- [YOUR GOAL]
Tally the lines in the listing below that contain the word "white" and reply with the number alone.
Begin GIVEN DATA
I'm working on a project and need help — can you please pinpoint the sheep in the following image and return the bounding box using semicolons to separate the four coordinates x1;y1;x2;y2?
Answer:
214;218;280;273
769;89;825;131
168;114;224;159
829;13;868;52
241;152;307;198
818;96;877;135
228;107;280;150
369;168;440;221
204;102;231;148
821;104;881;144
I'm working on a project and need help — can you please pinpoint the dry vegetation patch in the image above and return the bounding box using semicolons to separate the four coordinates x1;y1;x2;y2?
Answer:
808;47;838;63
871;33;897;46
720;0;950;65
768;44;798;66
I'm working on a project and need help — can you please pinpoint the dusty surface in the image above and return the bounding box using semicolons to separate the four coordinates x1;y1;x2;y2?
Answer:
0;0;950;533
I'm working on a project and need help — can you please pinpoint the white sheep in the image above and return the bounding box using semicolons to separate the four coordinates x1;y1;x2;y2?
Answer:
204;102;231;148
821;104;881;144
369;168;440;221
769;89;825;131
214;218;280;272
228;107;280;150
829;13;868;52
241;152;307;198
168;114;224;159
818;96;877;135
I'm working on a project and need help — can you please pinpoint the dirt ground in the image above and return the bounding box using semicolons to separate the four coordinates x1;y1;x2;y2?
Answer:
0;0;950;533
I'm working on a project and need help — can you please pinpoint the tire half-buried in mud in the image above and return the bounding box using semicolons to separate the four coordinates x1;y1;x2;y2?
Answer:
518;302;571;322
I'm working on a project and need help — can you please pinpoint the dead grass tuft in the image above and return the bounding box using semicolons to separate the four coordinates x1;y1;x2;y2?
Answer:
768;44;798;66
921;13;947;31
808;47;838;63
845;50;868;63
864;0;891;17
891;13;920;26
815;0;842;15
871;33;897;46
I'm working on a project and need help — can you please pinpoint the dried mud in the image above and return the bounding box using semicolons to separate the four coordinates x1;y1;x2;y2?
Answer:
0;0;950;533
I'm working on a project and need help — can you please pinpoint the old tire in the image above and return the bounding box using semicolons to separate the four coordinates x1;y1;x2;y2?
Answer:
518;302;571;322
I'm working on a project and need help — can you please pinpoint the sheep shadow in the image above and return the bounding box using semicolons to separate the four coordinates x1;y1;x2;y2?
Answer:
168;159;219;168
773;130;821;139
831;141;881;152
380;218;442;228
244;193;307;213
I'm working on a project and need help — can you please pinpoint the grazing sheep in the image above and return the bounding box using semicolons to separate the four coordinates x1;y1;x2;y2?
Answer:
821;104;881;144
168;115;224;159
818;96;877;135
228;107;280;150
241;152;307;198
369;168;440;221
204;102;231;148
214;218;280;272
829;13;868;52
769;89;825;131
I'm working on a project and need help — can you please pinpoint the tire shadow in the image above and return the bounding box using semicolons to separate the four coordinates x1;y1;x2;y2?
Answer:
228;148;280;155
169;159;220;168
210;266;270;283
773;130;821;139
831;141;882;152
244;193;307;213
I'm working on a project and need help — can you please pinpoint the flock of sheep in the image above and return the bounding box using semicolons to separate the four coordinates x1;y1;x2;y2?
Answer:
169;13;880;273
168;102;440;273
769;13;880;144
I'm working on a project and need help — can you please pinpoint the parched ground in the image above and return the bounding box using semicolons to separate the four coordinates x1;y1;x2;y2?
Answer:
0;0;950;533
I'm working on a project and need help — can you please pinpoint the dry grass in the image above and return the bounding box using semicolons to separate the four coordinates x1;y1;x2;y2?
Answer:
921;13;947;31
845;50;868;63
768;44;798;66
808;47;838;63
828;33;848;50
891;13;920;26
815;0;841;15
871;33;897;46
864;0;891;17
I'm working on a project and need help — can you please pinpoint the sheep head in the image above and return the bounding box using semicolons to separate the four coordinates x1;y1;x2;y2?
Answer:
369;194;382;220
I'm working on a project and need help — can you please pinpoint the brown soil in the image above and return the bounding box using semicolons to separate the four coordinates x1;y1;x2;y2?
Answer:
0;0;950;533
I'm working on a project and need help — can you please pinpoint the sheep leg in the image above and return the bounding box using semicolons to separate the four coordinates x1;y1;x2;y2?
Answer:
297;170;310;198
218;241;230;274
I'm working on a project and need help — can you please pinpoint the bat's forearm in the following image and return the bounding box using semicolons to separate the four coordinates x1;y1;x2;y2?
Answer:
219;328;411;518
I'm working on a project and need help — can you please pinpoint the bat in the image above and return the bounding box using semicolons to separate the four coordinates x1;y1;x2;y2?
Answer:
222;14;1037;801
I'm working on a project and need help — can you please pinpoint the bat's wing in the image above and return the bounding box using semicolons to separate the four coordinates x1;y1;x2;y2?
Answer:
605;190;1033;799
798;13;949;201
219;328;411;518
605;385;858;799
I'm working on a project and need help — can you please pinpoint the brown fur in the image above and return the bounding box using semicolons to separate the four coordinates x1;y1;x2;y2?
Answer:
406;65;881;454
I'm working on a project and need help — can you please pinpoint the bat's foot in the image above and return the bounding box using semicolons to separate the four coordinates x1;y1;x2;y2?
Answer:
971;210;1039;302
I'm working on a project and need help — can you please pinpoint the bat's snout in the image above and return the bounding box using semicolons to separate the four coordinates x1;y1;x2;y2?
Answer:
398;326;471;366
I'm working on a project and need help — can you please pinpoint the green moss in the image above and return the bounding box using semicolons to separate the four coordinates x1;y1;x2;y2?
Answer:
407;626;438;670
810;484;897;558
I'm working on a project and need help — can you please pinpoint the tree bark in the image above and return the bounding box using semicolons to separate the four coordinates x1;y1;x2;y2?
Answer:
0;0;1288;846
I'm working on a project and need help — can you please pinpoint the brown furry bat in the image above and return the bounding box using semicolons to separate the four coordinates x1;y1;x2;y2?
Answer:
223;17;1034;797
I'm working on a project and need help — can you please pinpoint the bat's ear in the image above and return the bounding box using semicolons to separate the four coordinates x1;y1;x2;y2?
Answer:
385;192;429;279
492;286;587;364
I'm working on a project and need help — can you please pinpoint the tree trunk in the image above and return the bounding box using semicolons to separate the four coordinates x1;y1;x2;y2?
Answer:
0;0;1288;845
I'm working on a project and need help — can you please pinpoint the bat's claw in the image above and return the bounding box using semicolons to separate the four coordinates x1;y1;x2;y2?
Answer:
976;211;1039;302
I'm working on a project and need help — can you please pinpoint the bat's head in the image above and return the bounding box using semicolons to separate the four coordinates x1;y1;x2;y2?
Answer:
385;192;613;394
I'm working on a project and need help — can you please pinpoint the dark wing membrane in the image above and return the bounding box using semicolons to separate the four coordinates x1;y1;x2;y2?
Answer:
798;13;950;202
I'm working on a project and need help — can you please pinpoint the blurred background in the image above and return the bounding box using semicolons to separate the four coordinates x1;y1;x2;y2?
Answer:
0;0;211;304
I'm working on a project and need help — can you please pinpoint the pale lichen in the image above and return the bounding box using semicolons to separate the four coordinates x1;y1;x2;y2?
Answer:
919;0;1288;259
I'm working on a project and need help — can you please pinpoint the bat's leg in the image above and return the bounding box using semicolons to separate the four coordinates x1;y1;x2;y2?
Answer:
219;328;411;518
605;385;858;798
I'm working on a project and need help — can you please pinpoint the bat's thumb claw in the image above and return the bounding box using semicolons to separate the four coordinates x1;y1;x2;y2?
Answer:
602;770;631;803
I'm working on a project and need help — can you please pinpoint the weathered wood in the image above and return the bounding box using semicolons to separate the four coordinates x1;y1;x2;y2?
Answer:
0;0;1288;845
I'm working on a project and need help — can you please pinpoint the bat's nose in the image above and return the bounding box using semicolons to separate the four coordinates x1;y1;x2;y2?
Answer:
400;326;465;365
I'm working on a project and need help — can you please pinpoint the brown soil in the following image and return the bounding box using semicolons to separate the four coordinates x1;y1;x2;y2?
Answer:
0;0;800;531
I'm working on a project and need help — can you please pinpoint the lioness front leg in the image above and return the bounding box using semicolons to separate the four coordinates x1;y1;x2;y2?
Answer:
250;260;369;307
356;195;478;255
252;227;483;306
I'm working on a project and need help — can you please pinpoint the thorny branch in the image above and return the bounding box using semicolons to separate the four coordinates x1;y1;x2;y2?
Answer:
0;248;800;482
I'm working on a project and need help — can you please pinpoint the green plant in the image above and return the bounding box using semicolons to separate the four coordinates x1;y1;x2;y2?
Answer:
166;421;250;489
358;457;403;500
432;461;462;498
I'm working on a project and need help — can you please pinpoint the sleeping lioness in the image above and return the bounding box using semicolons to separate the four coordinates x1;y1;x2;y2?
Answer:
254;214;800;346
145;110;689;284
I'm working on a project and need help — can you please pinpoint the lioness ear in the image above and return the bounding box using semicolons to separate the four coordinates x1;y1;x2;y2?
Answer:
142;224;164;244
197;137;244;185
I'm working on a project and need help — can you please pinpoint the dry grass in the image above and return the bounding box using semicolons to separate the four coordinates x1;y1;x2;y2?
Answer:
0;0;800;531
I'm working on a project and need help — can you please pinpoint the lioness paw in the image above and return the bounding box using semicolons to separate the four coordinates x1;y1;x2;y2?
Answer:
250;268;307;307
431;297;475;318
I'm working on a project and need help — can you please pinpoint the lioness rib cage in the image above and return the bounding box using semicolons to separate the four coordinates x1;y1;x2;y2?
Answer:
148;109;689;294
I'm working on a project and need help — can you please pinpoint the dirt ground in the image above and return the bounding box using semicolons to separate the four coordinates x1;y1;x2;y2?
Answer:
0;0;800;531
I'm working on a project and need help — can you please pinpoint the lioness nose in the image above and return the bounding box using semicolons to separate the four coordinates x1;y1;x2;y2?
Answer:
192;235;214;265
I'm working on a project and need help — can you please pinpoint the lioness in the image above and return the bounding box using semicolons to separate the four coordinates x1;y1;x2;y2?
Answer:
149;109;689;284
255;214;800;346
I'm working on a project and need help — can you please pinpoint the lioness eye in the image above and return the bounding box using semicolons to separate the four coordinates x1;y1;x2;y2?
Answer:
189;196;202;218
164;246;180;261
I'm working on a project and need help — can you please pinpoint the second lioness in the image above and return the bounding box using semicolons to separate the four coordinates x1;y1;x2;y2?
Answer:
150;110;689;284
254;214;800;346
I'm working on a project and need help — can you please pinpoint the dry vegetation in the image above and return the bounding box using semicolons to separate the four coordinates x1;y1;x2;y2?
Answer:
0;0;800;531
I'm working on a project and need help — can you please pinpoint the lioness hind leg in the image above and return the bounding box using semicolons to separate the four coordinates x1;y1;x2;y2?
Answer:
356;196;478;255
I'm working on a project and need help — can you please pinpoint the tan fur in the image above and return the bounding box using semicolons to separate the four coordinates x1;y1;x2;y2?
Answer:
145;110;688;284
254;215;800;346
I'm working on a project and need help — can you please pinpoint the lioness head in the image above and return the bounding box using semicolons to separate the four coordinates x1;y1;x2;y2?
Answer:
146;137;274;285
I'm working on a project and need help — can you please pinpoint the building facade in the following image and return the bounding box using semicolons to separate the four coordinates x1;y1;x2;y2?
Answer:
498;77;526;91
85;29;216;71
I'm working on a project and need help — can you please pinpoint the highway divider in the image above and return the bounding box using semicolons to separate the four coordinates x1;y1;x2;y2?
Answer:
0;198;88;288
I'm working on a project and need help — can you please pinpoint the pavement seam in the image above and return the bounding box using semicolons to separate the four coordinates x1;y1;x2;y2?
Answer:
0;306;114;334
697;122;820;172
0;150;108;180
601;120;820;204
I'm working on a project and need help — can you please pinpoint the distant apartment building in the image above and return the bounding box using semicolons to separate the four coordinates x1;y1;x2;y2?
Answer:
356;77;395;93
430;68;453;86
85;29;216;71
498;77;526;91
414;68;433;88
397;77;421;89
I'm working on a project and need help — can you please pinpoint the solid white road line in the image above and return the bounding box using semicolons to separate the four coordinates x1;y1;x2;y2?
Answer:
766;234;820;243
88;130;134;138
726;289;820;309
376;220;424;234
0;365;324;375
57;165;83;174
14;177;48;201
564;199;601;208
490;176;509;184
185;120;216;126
End GIVEN DATA
- [TASK SOLUTION]
2